(Position annotation records)
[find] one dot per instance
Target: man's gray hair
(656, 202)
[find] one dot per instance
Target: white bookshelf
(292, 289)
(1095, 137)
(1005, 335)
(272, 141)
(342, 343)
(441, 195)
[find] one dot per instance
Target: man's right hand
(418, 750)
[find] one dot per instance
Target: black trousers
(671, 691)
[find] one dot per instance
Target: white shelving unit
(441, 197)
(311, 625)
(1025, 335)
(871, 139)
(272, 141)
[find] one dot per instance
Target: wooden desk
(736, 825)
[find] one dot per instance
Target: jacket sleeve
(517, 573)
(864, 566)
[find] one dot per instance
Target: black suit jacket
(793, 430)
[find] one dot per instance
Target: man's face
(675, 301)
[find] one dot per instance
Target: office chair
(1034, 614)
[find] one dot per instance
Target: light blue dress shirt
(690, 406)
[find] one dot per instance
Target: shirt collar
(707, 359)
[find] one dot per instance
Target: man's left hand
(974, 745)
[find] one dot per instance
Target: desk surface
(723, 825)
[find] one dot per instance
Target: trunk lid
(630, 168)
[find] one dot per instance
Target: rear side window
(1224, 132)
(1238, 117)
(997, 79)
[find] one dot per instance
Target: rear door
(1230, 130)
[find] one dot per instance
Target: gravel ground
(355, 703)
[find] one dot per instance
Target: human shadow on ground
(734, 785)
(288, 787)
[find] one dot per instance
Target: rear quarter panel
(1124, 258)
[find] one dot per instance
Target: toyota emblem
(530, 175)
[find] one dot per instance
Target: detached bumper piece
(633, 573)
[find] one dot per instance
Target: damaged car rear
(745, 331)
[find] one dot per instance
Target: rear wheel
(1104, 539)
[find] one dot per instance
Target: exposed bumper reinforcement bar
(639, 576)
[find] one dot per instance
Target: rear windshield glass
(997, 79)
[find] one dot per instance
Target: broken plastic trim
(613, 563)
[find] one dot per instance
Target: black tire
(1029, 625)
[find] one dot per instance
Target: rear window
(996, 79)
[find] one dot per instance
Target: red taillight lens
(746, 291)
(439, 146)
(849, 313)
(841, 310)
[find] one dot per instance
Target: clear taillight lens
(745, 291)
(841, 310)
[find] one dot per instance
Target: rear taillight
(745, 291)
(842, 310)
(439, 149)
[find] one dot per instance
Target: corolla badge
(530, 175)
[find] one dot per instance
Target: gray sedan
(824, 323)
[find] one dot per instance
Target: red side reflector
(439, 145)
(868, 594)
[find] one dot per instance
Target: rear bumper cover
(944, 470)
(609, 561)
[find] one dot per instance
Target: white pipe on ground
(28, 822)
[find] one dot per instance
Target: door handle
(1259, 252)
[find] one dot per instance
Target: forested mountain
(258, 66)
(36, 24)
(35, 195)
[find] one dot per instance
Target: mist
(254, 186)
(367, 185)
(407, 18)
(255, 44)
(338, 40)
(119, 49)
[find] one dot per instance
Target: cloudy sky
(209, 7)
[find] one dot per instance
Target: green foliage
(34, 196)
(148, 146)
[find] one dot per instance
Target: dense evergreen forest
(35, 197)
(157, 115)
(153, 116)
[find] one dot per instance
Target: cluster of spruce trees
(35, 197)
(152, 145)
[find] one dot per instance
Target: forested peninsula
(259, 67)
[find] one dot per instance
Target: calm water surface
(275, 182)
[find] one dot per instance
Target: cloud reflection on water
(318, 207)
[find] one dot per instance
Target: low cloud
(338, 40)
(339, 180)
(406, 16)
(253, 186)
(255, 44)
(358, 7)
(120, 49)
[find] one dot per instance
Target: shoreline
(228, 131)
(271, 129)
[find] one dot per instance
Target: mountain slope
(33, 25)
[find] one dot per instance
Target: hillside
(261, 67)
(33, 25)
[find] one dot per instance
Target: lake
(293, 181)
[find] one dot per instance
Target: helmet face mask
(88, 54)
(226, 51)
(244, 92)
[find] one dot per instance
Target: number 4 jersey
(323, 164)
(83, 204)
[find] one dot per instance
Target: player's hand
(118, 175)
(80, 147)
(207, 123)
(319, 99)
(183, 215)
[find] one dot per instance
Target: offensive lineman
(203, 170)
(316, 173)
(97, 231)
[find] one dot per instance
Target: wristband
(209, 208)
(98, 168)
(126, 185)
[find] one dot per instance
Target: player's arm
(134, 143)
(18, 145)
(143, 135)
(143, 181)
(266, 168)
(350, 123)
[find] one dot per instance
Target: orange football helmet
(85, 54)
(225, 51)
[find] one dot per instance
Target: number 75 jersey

§ **WHAT TO PRODUCE**
Take the lines above and print them exactly.

§ **WRITTEN ANSWER**
[find] one dot per instance
Target: man's gray hair
(656, 202)
[find] one dot per instance
Target: white bookshelf
(292, 289)
(1095, 137)
(1005, 335)
(272, 141)
(342, 343)
(441, 195)
[find] one dot per instance
Target: man's right hand
(418, 750)
[find] one dot per instance
Target: black trousers
(671, 691)
[find] one dot per instance
Target: white shelving unit
(441, 197)
(311, 625)
(1025, 335)
(871, 139)
(272, 141)
[find] one dot per instance
Target: wooden desk
(736, 825)
[find] one dot per instance
Target: jacket sleeve
(517, 573)
(864, 566)
[find] one dot per instance
Target: black suit jacket
(793, 430)
[find] one dot per instance
Target: man's face
(675, 301)
[find] one dot per instance
Target: office chair
(1034, 614)
[find] one dot per instance
Target: light blue dress shirt
(690, 406)
[find] one dot per instance
Target: shirt collar
(707, 359)
[find] one dot per instance
Target: man's left hand
(974, 745)
[find] one dot per instance
Target: desk surface
(723, 825)
[find] one dot per instance
Target: trunk lid
(630, 168)
[find] one dot per instance
Target: rear side window
(1224, 132)
(1238, 117)
(997, 79)
[find] one dot per instance
Target: rear door
(1230, 130)
[find] one dot per instance
Target: gravel ground
(355, 703)
[find] one dot per instance
Target: human shadow on ground
(734, 785)
(288, 787)
[find] one dot per instance
Target: rear quarter panel
(1124, 258)
[find] one dot per instance
Target: toyota emblem
(530, 175)
[find] one dot per instance
Target: detached bumper piece
(633, 573)
[find] one dot per instance
Target: damaged car rear
(745, 331)
[find] one dot per instance
Target: rear wheel
(1104, 539)
[find] one dot per instance
Target: exposed bumper reinforcement bar
(639, 576)
[find] one dot per instance
Target: rear windshield glass
(997, 79)
[find] one dot per instance
Target: broken plastic trim
(613, 563)
[find] one dot per instance
Target: black tire
(1029, 625)
[find] one dot per instance
Target: rear window
(996, 79)
[find] one dot per instance
Target: red taillight lens
(746, 291)
(439, 146)
(849, 313)
(841, 310)
[find] one dot per instance
Target: clear taillight lens
(745, 291)
(841, 310)
[find] one dot per instance
Target: rear taillight
(745, 291)
(842, 310)
(439, 149)
[find] one dot per instance
Target: corolla badge
(530, 175)
[find] one dot per instance
Target: gray sedan
(824, 323)
[find] one dot per instance
Target: red side reflector
(439, 145)
(868, 594)
[find] one dot per instance
Target: rear bumper cover
(944, 470)
(609, 561)
[find] one dot per instance
Target: white pipe on ground
(28, 822)
[find] one dot per instance
Target: door handle
(1259, 252)
[find] one dot per instance
Target: forested mountain
(258, 66)
(36, 24)
(35, 195)
[find] one dot per instance
Target: mist
(254, 186)
(367, 185)
(407, 18)
(255, 44)
(338, 40)
(119, 49)
[find] one dot per instance
Target: cloudy sky
(209, 7)
[find] one dot per instance
Target: green foliage
(34, 196)
(148, 146)
[find] one dot per instance
Target: dense evergreen forest
(35, 197)
(157, 115)
(153, 116)
[find] one dot per instance
Target: cluster of spruce trees
(35, 197)
(152, 145)
[find] one dot per instance
Target: forested peninsula
(259, 67)
[find] one dot per instance
Target: calm water surface
(275, 182)
[find] one dot per instance
Target: cloud reflection on water
(318, 207)
[find] one dot per instance
Target: low cloud
(338, 40)
(339, 180)
(406, 16)
(253, 186)
(255, 44)
(358, 7)
(120, 49)
[find] one dot per instance
Target: shoreline
(228, 131)
(271, 129)
[find] one dot per instance
Target: mountain slope
(33, 25)
[find] one dot per instance
Target: hillside
(261, 67)
(33, 25)
[find] one dot per instance
Target: lake
(293, 181)
[find] one dot per instance
Target: helmet face mask
(88, 54)
(226, 51)
(244, 92)
[find] one dot per instance
Target: number 4 jersey
(323, 164)
(83, 204)
[find] one dot per instance
Target: player's hand
(118, 175)
(80, 147)
(207, 123)
(319, 99)
(183, 215)
[find] one dot per instance
Target: offensive lineman
(203, 170)
(316, 173)
(97, 231)
[find] one dot per instance
Target: wristband
(209, 208)
(98, 168)
(126, 185)
[find] one dot per instance
Target: player's arm
(134, 143)
(18, 145)
(143, 135)
(143, 181)
(266, 168)
(350, 123)
[find] one dot per instance
Target: orange football helmet
(85, 54)
(225, 51)
[find] one dot per instance
Target: number 75 jersey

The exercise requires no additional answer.